Input for this task

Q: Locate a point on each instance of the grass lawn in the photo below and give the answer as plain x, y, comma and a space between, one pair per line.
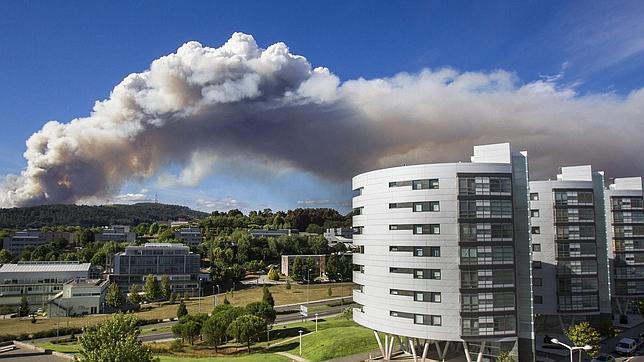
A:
297, 293
335, 338
258, 357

What to produce
Restate the listing word for word, pictures excluded.

Exercise response
Q: Locate a point on each instance of the grass lawn in the photo below and give the answer as plain x, y, comma and a space between, one pair per line.
A:
297, 293
335, 338
258, 357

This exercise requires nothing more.